- [ACTION ITEM]
Retype all the data word for word.

- [SUPPLIED DATA]
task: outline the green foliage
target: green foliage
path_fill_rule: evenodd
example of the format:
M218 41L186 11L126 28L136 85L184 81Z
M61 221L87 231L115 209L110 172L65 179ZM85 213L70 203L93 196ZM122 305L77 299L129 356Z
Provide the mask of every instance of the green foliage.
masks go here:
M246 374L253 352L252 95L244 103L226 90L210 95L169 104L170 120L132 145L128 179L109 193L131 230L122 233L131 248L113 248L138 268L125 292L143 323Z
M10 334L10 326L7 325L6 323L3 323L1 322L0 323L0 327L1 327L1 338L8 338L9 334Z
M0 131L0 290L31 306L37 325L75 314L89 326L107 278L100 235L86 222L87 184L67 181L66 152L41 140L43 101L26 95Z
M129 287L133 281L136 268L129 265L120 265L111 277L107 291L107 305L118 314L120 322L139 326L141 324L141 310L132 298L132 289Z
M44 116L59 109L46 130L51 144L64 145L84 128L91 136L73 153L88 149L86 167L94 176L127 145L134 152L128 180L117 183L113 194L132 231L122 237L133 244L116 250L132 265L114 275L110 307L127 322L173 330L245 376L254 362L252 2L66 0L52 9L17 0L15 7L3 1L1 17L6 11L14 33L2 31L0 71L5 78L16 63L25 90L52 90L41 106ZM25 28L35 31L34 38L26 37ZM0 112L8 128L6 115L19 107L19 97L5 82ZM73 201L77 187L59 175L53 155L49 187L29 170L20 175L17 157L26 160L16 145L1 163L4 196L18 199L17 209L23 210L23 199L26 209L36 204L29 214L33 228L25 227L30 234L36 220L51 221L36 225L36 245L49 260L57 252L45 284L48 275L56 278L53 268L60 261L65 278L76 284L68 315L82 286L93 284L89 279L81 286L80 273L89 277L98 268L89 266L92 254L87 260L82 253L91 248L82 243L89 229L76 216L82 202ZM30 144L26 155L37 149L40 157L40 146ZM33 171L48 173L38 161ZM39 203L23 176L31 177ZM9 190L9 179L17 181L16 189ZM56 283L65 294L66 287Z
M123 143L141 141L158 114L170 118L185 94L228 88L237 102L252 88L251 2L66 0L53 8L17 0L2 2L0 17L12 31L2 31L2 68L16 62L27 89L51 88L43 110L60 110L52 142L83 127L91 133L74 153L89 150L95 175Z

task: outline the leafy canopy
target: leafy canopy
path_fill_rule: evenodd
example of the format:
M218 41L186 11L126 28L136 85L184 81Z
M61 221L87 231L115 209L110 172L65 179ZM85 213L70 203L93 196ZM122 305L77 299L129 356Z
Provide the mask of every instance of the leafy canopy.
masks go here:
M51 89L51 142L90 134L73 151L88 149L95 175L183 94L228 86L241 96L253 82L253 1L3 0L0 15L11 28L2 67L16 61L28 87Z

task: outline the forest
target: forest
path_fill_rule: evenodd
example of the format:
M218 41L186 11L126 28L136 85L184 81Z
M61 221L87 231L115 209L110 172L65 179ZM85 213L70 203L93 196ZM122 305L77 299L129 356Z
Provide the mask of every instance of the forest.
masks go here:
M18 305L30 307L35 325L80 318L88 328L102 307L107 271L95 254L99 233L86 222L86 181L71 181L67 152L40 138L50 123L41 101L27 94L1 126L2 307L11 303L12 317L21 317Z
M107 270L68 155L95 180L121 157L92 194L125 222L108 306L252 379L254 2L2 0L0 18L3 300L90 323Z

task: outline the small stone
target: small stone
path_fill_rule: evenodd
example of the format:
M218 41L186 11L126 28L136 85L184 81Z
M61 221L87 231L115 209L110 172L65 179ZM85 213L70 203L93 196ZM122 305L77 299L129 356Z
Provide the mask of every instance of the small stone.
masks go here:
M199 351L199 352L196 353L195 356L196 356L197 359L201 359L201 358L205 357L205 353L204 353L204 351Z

- [TASK ANSWER]
task: outline the green foliage
target: green foliage
path_fill_rule: evenodd
example of the format:
M218 41L186 11L126 28L136 85L184 81Z
M61 221L87 231L115 209L110 172L65 179ZM85 213L70 203L93 196ZM122 305L77 299L129 356Z
Provide the mask of every instance of the green foliage.
masks go here:
M246 374L253 352L252 95L244 103L226 90L210 95L169 104L170 120L132 145L128 179L109 193L131 230L122 233L131 248L113 248L138 268L125 292L143 323Z
M10 334L10 326L7 325L6 323L3 323L1 322L0 323L0 327L1 327L1 338L8 338L9 334Z
M0 131L0 290L31 306L37 325L75 314L89 326L107 278L100 235L86 222L87 184L67 181L66 152L41 140L43 101L26 95Z
M129 287L133 281L136 268L129 265L120 265L111 277L107 291L107 305L118 314L120 322L139 326L141 324L141 310L132 298L132 289Z
M44 116L59 109L46 130L51 144L64 145L84 128L91 136L73 153L88 149L86 167L94 176L127 145L134 152L128 180L117 183L113 194L132 231L122 237L133 244L116 250L132 265L114 275L110 307L127 322L173 330L245 376L254 362L252 2L66 0L52 9L17 0L15 7L3 1L1 17L6 11L14 33L2 31L0 71L5 78L16 63L25 90L52 90L41 106ZM25 28L35 31L34 38L26 37ZM0 112L8 128L6 115L19 107L19 97L5 82ZM73 201L77 187L59 175L53 155L49 187L29 170L20 175L17 157L26 160L16 145L1 163L4 196L18 199L17 209L23 210L23 199L26 209L36 204L29 214L33 228L25 227L30 234L36 220L51 221L36 225L36 245L49 260L57 252L45 284L48 275L56 278L53 268L60 261L65 278L76 284L68 315L82 286L93 284L89 279L81 286L80 273L89 277L98 268L89 266L92 254L87 260L82 253L91 248L82 243L89 229L76 216L82 202ZM30 144L26 155L37 149L40 157L40 146ZM33 171L48 173L38 161ZM39 203L23 176L31 177ZM9 190L9 179L17 181L16 189ZM56 283L65 294L66 287Z
M123 143L141 141L158 114L170 118L185 94L228 88L237 102L252 88L251 2L66 0L53 8L17 0L2 2L0 17L12 31L2 31L2 68L16 62L27 89L51 88L43 110L60 110L52 142L83 127L91 133L74 153L89 150L95 175Z

task: outline the leafy canopy
target: leafy canopy
path_fill_rule: evenodd
example of the format:
M218 41L186 11L126 28L136 85L184 81Z
M61 221L87 231L115 209L110 172L65 179ZM85 213L70 203L93 196ZM122 305L77 299L129 356Z
Provide the mask of every instance of the leafy canopy.
masks go here:
M51 89L51 142L90 134L73 151L88 149L95 175L183 94L228 86L241 96L253 82L253 1L3 0L0 15L11 28L2 67L16 61L28 87Z

task: outline the forest
target: forest
path_fill_rule: evenodd
example of the format:
M218 41L186 11L126 28L136 85L184 81Z
M61 221L87 231L115 209L110 172L65 179ZM85 213L70 203L93 196ZM122 305L77 299L129 356Z
Provide the mask of every instance of the forest.
masks go here:
M18 305L30 307L35 325L80 318L88 328L102 307L107 271L95 254L99 233L86 222L86 181L71 181L67 152L40 138L50 123L41 101L27 94L1 126L2 307L11 303L12 317L21 317Z
M107 270L68 155L95 180L121 157L92 194L125 222L108 306L252 379L254 2L2 0L0 18L3 300L90 323Z

task: outline the small stone
target: small stone
path_fill_rule: evenodd
example of the format:
M218 41L186 11L126 28L136 85L184 81Z
M61 221L87 231L115 209L110 172L65 179ZM85 213L70 203L93 196ZM122 305L77 299L129 356Z
Provide the mask of every instance of the small stone.
masks go here:
M199 351L199 352L196 353L195 356L196 356L197 359L201 359L201 358L205 357L205 353L204 353L204 351Z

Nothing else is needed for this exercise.